**EXERCISE GOAL**: Please set down every one of the entries below word for word, leaving out the pictures.

**SUPPLIED DATA**:
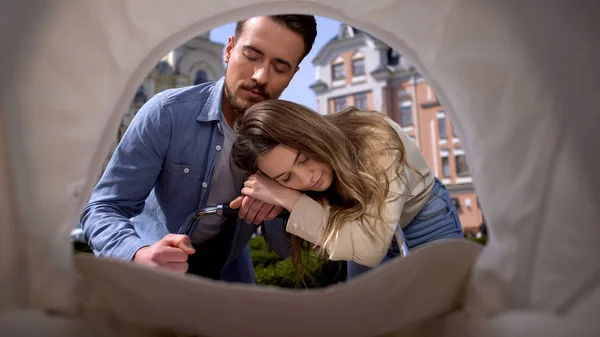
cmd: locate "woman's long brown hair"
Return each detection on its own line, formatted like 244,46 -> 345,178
230,99 -> 418,279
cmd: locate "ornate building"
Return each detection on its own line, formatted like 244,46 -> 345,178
310,24 -> 484,234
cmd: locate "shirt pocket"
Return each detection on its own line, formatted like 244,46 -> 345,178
164,160 -> 204,180
156,161 -> 206,220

**THE ANSWER**:
cmd: locate "woman's long brown hair"
Return each detection on its own line, formatted like 244,46 -> 345,178
230,99 -> 418,279
cmd: locate "ornate building"
Return each detection on its own line, formatted like 244,46 -> 345,178
310,24 -> 484,234
cmd: locate "shirt pocket"
Return each detection on its own line, formatted like 244,46 -> 345,178
164,160 -> 204,180
156,161 -> 206,220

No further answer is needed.